# WHAT IS REQUIRED
Rewrite everything from the line containing "target: window sill" down to the line containing "M109 224L108 221L107", with "baseboard" changed to "skirting board" and all else left unchanged.

# EXERCISE MATERIAL
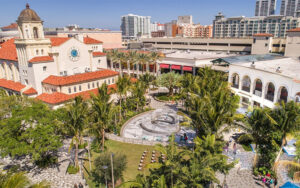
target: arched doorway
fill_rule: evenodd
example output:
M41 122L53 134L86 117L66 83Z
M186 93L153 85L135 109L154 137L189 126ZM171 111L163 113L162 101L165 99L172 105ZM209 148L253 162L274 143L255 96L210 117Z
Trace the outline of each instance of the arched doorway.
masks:
M281 87L280 92L279 92L279 98L278 98L278 102L282 102L284 101L285 103L288 100L288 91L286 89L286 87Z
M273 102L274 101L274 94L275 94L275 86L272 82L270 82L267 85L267 92L266 92L265 99Z
M262 95L262 81L260 79L257 79L255 81L255 86L253 90L253 94L261 97Z
M300 103L300 92L298 92L298 93L296 94L295 102L296 102L296 103Z
M240 85L240 77L237 73L234 73L232 75L232 79L231 79L231 84L232 84L232 87L234 88L239 88L239 85Z
M35 39L39 38L38 29L36 27L33 28L33 38Z
M249 76L244 76L242 80L242 90L246 92L250 92L251 80Z

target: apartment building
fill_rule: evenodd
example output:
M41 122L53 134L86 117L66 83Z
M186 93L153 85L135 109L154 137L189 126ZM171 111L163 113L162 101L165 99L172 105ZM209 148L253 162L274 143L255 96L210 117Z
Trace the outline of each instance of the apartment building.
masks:
M300 0L281 0L280 15L300 16Z
M251 37L257 33L269 33L275 38L286 37L286 31L300 27L300 17L272 15L247 18L225 18L219 13L213 21L213 37Z
M150 16L128 14L121 17L121 30L123 37L136 38L137 36L150 36Z
M276 10L276 0L256 0L255 16L274 15Z

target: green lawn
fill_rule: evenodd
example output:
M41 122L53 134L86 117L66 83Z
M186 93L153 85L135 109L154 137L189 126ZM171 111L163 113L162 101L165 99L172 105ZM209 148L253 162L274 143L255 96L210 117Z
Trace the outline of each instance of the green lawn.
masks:
M121 143L117 141L108 140L105 143L108 151L113 153L122 153L127 156L127 168L123 173L123 177L125 181L132 180L136 177L138 173L143 173L142 171L138 171L138 165L141 159L141 156L145 150L149 150L152 152L154 150L153 146L143 146L143 145L135 145L135 144L127 144ZM98 153L92 153L92 161L98 156ZM150 162L150 155L147 157L147 162ZM88 162L85 163L86 169L89 169ZM85 177L87 177L87 173L85 173ZM88 181L90 187L95 187L94 183Z

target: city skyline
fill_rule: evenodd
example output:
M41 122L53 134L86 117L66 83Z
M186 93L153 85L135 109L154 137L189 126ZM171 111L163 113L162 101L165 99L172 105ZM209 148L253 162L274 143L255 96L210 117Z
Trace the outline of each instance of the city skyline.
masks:
M214 16L222 12L226 17L254 16L255 0L243 2L221 0L198 2L195 0L179 1L164 0L159 4L150 1L130 0L126 3L121 0L87 0L85 2L72 2L53 0L46 3L37 0L11 0L4 1L5 7L0 12L0 26L15 22L19 11L24 9L26 3L37 11L44 20L45 27L63 27L69 24L78 24L81 27L97 27L104 29L120 30L120 17L129 13L151 16L151 22L166 23L177 19L180 15L193 15L194 23L202 25L212 24ZM276 14L279 13L281 1L277 2ZM61 6L58 6L61 5ZM68 8L63 8L68 7ZM106 7L106 8L103 8ZM199 8L198 8L199 7ZM54 11L53 11L54 10ZM155 11L153 11L155 10ZM91 19L94 18L94 19Z

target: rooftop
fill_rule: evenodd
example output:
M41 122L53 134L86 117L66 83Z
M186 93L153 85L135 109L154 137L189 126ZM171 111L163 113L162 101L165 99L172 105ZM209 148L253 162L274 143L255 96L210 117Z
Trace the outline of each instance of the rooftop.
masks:
M163 51L165 56L168 58L180 58L180 59L193 59L193 60L203 60L203 59L216 59L221 57L229 57L232 54L227 54L225 52L199 52L199 51Z
M119 73L116 71L104 69L95 72L86 72L82 74L75 74L71 76L48 76L45 80L42 81L44 84L50 84L55 86L62 86L62 85L70 85L74 83L85 82L88 80L94 80L99 78L107 78L116 76Z

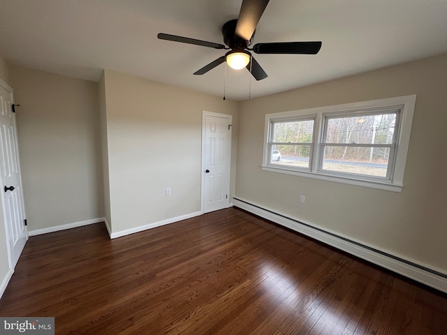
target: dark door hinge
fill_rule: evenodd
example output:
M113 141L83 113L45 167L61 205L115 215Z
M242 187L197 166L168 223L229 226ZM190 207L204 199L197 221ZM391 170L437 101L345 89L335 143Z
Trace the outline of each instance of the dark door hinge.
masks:
M20 105L15 105L15 103L13 103L13 105L11 105L11 108L13 109L13 112L15 113L15 107L20 107Z

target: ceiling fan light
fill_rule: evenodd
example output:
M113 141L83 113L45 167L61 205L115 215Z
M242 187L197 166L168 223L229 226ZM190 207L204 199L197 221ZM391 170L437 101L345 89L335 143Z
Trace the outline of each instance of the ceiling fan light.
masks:
M240 70L250 61L250 55L246 52L232 52L226 56L226 62L231 68Z

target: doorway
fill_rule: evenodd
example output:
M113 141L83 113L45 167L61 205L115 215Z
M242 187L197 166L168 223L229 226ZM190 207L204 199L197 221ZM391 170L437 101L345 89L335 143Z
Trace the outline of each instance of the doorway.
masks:
M233 117L203 112L202 119L202 211L229 206Z

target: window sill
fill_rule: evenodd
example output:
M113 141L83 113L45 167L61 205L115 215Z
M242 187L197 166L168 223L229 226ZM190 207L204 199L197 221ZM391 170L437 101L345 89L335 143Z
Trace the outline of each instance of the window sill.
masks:
M326 181L332 181L335 183L347 184L356 186L367 187L369 188L376 188L378 190L388 191L390 192L401 193L403 185L387 183L375 180L367 180L356 178L349 178L341 176L332 176L325 174L321 172L314 173L306 171L299 171L293 169L288 169L286 168L276 167L272 165L261 165L263 171L269 171L270 172L284 173L285 174L291 174L293 176L303 177L305 178L313 178L314 179L324 180Z

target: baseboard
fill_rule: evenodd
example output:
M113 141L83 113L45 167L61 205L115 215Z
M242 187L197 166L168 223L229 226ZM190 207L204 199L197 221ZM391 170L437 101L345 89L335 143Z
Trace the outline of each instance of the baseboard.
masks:
M54 227L49 227L47 228L36 229L36 230L29 230L28 234L29 236L41 235L42 234L47 234L48 232L59 232L59 230L65 230L66 229L76 228L78 227L82 227L83 225L91 225L92 223L98 223L100 222L104 222L105 219L104 218L93 218L91 220L87 220L85 221L73 222L72 223L67 223L66 225L55 225Z
M6 290L6 286L8 286L8 283L13 276L13 274L14 273L14 269L10 268L5 277L1 281L1 285L0 285L0 299L3 297L3 294L5 292L5 290Z
M244 200L233 198L233 203L235 207L253 213L354 256L447 293L447 274L440 271L404 260L383 251L379 251L358 241L338 236L332 232L326 232L308 223L288 218Z
M175 218L168 218L163 220L163 221L155 222L154 223L149 223L148 225L140 225L135 227L135 228L126 229L126 230L121 230L120 232L115 232L110 234L111 239L116 239L117 237L122 237L123 236L129 235L131 234L135 234L135 232L142 232L143 230L147 230L148 229L155 228L161 225L168 225L169 223L173 223L174 222L181 221L182 220L186 220L186 218L193 218L202 215L202 211L196 211L195 213L191 213L189 214L182 215L177 216Z
M109 224L108 221L107 221L107 218L104 218L104 223L105 224L105 228L107 228L107 231L109 233L109 236L110 237L110 239L112 238L112 228L110 227L110 225Z

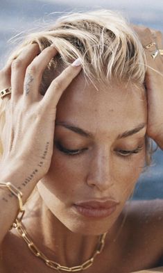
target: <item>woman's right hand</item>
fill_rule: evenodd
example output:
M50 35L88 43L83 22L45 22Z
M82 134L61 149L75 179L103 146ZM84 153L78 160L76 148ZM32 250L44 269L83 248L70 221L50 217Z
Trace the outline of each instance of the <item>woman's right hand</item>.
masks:
M56 106L64 90L81 69L80 65L67 67L42 96L40 92L42 74L57 51L51 46L37 56L39 52L37 44L26 46L11 66L0 73L0 76L3 74L6 78L0 78L0 89L6 88L8 81L12 88L10 99L8 95L3 99L8 99L8 104L1 133L1 172L6 171L6 166L22 162L24 167L19 171L28 174L24 179L25 183L30 180L38 181L49 170ZM3 83L6 83L3 86Z

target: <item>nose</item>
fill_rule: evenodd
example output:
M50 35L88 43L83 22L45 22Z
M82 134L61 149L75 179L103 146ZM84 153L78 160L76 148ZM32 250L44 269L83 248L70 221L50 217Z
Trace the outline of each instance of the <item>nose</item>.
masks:
M92 156L89 166L87 183L91 187L96 187L101 192L113 185L113 169L110 158L108 150L98 151Z

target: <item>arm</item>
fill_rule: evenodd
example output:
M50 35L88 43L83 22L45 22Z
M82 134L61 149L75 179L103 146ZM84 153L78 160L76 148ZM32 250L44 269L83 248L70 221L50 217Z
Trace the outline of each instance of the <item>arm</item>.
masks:
M0 72L0 90L10 85L12 88L10 99L8 95L3 98L6 110L1 132L3 153L0 181L10 181L21 190L24 204L49 169L56 106L81 69L80 65L67 67L42 96L39 88L42 73L57 51L49 47L36 57L39 51L37 44L26 46L11 65ZM0 188L0 208L1 243L19 208L17 198L6 188Z
M142 26L134 26L134 30L144 48L147 60L145 78L148 101L146 133L163 149L163 36L160 31ZM146 47L152 43L153 45Z

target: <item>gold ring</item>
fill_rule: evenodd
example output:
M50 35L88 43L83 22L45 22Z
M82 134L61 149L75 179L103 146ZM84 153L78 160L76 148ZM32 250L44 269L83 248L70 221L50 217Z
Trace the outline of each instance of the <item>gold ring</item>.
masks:
M155 60L155 58L157 57L157 56L158 56L159 53L160 53L160 50L156 49L155 51L153 51L151 53L151 56L152 56L153 60Z
M163 49L159 49L160 54L163 56Z
M11 88L5 88L0 91L0 98L3 99L7 94L11 94Z
M146 47L145 47L145 49L151 49L151 47L155 47L156 46L156 43L155 42L151 42L149 44L147 44Z

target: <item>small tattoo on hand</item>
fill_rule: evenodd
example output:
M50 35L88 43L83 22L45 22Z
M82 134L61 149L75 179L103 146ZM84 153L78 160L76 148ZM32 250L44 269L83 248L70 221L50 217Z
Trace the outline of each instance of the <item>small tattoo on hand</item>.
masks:
M30 92L30 84L32 83L32 81L34 80L34 78L28 74L27 75L27 78L26 79L25 82L25 91L26 91L26 95L27 96L29 94Z

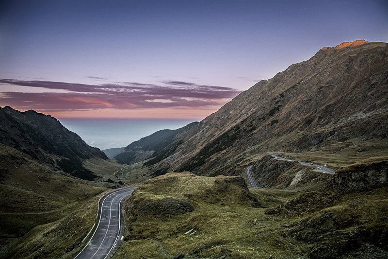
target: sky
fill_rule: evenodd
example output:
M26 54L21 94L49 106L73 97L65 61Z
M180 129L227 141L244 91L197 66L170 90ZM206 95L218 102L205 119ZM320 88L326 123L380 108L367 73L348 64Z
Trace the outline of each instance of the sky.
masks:
M201 120L324 47L388 42L386 0L0 1L0 106Z

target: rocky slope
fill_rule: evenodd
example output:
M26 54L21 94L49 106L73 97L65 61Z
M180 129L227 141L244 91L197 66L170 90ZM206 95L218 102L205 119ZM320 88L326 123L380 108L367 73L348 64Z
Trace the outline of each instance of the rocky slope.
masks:
M114 158L123 163L130 164L158 156L154 160L157 160L159 162L164 158L166 153L170 154L175 151L175 149L170 150L171 147L176 147L180 144L180 139L187 138L187 132L191 132L198 123L192 122L176 130L157 131L129 144Z
M30 155L53 169L86 180L97 177L82 163L108 159L99 149L87 145L55 118L30 110L20 112L0 108L0 143Z
M107 156L112 159L122 152L124 151L124 148L108 148L108 149L104 149L104 150L102 150L102 152L104 152L104 154L106 155Z
M126 240L113 258L387 258L388 159L343 167L312 191L250 191L241 176L158 176L124 202Z
M233 175L270 151L386 154L388 47L356 41L324 48L243 92L181 138L173 153L146 165L155 175Z
M33 229L44 228L46 224L67 217L106 190L94 185L53 170L30 155L0 144L0 258L9 244L20 242L27 233L31 237ZM93 212L94 218L96 210ZM64 237L58 233L55 236ZM72 245L69 241L67 245ZM49 242L46 242L44 246L49 247ZM39 248L36 247L35 242L28 253ZM26 258L27 255L10 258Z

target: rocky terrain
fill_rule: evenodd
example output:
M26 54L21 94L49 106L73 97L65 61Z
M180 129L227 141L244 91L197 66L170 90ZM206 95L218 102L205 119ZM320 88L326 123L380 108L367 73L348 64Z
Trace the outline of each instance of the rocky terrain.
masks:
M53 171L28 155L0 144L0 257L10 245L23 243L26 234L31 238L32 233L74 213L106 190ZM96 210L93 211L95 218ZM82 234L82 231L79 233ZM34 242L38 238L34 237ZM52 244L47 241L45 243L47 246ZM30 247L26 251L30 253L40 247ZM11 257L26 258L24 256Z
M145 165L155 175L237 175L271 151L325 152L328 161L349 151L348 163L387 154L387 47L324 48L242 92L177 140L174 152Z
M108 148L108 149L102 150L102 152L104 152L104 154L105 154L107 156L112 159L122 151L124 151L124 148Z
M43 241L42 231L49 231L47 226L49 230L72 213L78 215L86 204L106 190L97 181L102 181L99 175L113 174L123 167L49 115L0 108L0 257L13 246L19 247L11 249L9 255L14 255L9 257L14 258L26 258L27 253L42 258L47 253L43 247L63 254L66 249L72 251L75 240L79 244L90 229L67 226L64 233L72 238L65 241L65 236L53 233L63 243L56 248L53 242ZM105 187L117 185L118 181L111 182ZM92 213L92 224L96 210ZM63 250L59 249L61 246ZM23 250L20 247L29 248ZM22 255L18 254L21 251L24 251Z
M83 162L93 158L108 159L99 149L87 145L55 118L32 110L20 112L9 106L0 109L0 143L53 170L85 180L97 176L85 168Z
M157 177L125 202L126 241L113 258L386 258L388 158L344 167L312 191L249 191L240 176Z
M134 164L150 158L156 162L175 151L181 142L179 139L187 138L198 122L192 122L176 130L162 130L149 136L142 138L125 147L124 150L114 158L127 164ZM188 135L188 132L190 133Z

# RIGHT ANSWER
target: window sill
fill_rule: evenodd
example output:
M113 141L83 113L45 167L61 205L115 215Z
M242 187L197 166L168 223L229 226ZM190 207L204 199L197 221ZM391 170L437 101L345 89L335 143Z
Trace the outline of each instance of the window sill.
masks:
M326 181L332 181L335 183L347 184L356 186L367 187L369 188L376 188L378 190L388 191L390 192L401 193L403 185L387 183L375 180L367 180L356 178L349 178L341 176L332 176L325 174L321 172L314 173L306 171L299 171L293 169L288 169L286 168L276 167L272 165L261 165L263 171L269 171L270 172L284 173L285 174L291 174L293 176L303 177L305 178L313 178L314 179L324 180Z

target: skirting board
fill_rule: evenodd
example output:
M113 141L83 113L45 167L61 205L115 215Z
M242 187L197 166L168 223L229 226ZM190 207L204 199L197 221ZM391 170L437 101L345 89L335 143Z
Trace the outline of each instance of the skirting board.
masks:
M54 227L49 227L47 228L36 229L36 230L29 230L28 234L29 236L41 235L42 234L47 234L48 232L59 232L59 230L65 230L66 229L76 228L78 227L82 227L83 225L91 225L92 223L98 223L100 222L104 222L105 219L104 218L93 218L91 220L87 220L85 221L73 222L72 223L67 223L66 225L55 225Z
M6 290L6 286L8 286L8 283L13 276L13 274L14 273L14 269L10 268L5 277L1 281L1 285L0 285L0 299L3 297L3 294L5 292L5 290Z
M244 200L233 198L233 203L235 207L253 213L354 256L447 293L447 274L440 271L404 260L383 251L379 251L358 241L338 236L332 232L326 232L308 223L288 218Z
M175 218L168 218L163 220L163 221L155 222L154 223L149 223L148 225L140 225L135 227L135 228L126 229L126 230L121 230L120 232L115 232L110 234L111 239L116 239L117 237L122 237L123 236L129 235L131 234L135 234L135 232L142 232L143 230L147 230L148 229L155 228L161 225L168 225L169 223L173 223L174 222L181 221L182 220L186 220L186 218L193 218L202 215L202 211L196 211L195 213L191 213L189 214L182 215L177 216Z
M109 224L108 221L107 221L107 218L104 218L104 223L105 224L105 228L107 228L107 231L109 233L109 236L110 237L110 239L112 238L112 228L110 227L110 225Z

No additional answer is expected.